* [YOUR TASK]:
Copy the rows below word for word, starting at the line that contains "on the slender" and ending at the last line of the rows.

== RECORDS FOR PROCESSING

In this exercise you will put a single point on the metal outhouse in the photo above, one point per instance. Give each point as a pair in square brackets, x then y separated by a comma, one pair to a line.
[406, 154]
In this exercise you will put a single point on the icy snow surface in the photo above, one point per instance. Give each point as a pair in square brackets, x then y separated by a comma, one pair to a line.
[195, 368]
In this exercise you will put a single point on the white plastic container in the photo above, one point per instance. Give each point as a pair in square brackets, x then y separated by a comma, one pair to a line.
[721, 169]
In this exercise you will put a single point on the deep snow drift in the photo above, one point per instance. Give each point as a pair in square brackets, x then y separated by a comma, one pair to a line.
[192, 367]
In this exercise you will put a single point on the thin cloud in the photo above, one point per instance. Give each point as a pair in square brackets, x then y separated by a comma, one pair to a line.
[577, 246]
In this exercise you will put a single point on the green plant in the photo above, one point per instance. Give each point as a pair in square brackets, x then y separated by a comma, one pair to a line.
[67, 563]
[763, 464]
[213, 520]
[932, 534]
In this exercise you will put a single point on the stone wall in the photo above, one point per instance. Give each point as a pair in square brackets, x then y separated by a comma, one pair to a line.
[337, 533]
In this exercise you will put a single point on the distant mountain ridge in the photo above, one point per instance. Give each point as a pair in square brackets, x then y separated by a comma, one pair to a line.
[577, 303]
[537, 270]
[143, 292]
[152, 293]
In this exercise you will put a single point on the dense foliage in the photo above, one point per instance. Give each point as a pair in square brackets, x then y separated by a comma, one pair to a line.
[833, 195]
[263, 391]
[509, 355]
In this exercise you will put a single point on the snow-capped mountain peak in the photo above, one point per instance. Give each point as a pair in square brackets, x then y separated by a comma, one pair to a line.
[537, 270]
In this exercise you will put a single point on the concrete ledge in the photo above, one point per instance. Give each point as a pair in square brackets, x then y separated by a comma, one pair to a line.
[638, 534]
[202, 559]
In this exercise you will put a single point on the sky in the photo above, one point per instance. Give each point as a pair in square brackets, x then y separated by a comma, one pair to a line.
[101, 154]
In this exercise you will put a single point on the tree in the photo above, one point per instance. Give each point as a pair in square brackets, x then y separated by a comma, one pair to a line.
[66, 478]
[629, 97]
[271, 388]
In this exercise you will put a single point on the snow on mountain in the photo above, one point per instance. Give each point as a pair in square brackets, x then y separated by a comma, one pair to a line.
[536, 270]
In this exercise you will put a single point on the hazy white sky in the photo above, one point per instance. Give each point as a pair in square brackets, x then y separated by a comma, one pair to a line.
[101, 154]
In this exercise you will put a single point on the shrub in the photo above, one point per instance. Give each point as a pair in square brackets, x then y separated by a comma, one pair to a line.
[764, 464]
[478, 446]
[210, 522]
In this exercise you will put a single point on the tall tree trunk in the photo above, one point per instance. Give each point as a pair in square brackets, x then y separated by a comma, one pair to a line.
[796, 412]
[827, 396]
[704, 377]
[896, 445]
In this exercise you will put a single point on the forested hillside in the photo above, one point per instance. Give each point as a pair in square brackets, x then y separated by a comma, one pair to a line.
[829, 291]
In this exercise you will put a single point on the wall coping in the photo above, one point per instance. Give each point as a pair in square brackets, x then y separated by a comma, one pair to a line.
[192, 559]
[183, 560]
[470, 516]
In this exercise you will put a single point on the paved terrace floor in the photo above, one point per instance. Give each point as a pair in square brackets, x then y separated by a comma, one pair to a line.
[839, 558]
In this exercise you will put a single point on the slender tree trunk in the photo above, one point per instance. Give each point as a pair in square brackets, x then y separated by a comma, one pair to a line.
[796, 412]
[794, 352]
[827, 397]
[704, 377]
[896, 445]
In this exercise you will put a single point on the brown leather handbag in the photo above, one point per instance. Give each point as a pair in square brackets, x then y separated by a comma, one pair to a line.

====

* [EXERCISE RESPONSE]:
In this exercise you will put a single point on the slender tree trunk in the photo above, one point per instance. Give each point as a pair in square brackets, x then y separated by a comma, one pair to a line.
[796, 412]
[794, 352]
[827, 397]
[704, 377]
[896, 445]
In this exercise you will put a single point on the brown leather handbag in the photo above, one point per instance. Give each point as a pair in square brackets, x then y separated by a comma, one pair to a line.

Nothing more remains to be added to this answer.